■ TEKS BACAAN ■
┌──
Tentang Pancasila : Catatan Buat Pikiran Rocky Gerung

Ridhmedia
07/12/19, 11:17 WIB

Oleh Syahganda Nainggolan

Setelah Rocky Gerung menuduh Jokowi enggak faham Pancasila, situasi dan perdebatan terkait isu ini memanas. Tuduhan Rocky terhadap Jokowi dihubungkan antara kebijakan atau prilaku Jokowi dengan sila-sila yang ada. Misalnya, Rocky berkata kalau arahan Jokowi kepada pemerintahan daerah agar enggak meminta amdal (analisa mengenai dampak lingkungan) adalah anti sila kelima (Keadilan Sosial Bagi Seluruh Rakyat Indonesia) .

Menaikkan iuran BPJS juga menurut Rocky bertentangan dengan Pancasila. Sedangkan membubarkan sebuah ormas tanpa pengadilan juga bertentangan dengan sila keempat (Kerakyatan Yang Dipimpin Oleh Hikmat Kebijaksanaan Dalam Permusyawartan dan Perwakilan).

Kita harus mendiskusikan ini agar kita dapat mendudukkan urgensi isu ini dalam kehidupan berbangsa dan bernegara. Setelah presiden Indonesia boleh enggak berdarah Indonesia, paska amandemen UUD45 asli selama 1999-2002, isu presiden enggak faham Pancasila menjadi penting kita sepakati. Artinya, jika benar Presiden RI enggak faham Pancasila, apakah itu sebuah kesalahan? atau kejahatan?Bagaimana kalau anak2 sekolah menjadi alergi terhadap Pancasila?
└──
Entri data tersimpan:
┌──
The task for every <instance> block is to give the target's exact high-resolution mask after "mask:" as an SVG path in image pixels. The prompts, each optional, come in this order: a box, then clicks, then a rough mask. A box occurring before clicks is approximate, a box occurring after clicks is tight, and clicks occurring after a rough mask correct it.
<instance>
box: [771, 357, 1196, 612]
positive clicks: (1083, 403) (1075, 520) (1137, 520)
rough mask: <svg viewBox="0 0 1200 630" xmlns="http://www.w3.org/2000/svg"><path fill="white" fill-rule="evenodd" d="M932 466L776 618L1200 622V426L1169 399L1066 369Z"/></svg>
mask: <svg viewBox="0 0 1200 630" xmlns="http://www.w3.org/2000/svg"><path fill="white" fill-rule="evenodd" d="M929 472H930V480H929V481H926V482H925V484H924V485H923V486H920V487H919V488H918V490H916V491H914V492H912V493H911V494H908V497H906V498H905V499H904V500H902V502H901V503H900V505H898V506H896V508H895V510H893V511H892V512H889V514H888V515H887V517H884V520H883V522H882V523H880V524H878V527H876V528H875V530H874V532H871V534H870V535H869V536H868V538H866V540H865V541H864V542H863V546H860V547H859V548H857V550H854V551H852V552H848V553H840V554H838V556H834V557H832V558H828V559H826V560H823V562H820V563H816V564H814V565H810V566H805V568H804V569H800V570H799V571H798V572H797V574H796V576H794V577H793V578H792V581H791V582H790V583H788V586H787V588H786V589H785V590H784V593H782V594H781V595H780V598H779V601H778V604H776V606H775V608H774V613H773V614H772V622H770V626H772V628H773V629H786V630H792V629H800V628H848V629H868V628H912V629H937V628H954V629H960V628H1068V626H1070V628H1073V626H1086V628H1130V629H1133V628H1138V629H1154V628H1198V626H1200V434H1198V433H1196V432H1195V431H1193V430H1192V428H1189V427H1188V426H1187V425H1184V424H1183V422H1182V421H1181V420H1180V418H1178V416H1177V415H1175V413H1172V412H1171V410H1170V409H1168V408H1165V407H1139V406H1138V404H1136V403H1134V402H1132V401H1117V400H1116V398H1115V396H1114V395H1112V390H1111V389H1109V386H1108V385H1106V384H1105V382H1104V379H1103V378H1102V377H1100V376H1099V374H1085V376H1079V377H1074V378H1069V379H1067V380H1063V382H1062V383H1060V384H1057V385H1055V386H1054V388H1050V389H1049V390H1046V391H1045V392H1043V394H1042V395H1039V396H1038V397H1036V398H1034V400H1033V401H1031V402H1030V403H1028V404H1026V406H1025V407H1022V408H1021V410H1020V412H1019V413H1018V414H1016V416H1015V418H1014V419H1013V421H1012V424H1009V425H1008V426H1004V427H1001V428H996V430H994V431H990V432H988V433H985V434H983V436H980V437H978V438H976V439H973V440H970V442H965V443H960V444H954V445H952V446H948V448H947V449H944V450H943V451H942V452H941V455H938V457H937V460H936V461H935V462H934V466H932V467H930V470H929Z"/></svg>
└──
■ PERMINTAAN ■
Tentukan apakah setiap pernyataan berikut sesuai dengan teks tentang Pancasila: (a) Rocky menganggap kenaikan iuran BPJS bertentangan dengan Pancasila; (b) pembubaran ormas tanpa pengadilan disebut bertentangan dengan sila kelima; (c) amandemen UUD45 asli berlangsung selama 1999-2002. Jawab ya atau tidak untuk masing-masing, disertai kutipan persis dari teks yang menjadi penentunya. Data ini diambil dari sumber yang berbeda.

■ HASIL ■
(a) Ya: "Menaikkan iuran BPJS juga menurut Rocky bertentangan dengan Pancasila."
(b) Tidak: "membubarkan sebuah ormas tanpa pengadilan juga bertentangan dengan sila keempat"
(c) Ya: "paska amandemen UUD45 asli selama 1999-2002"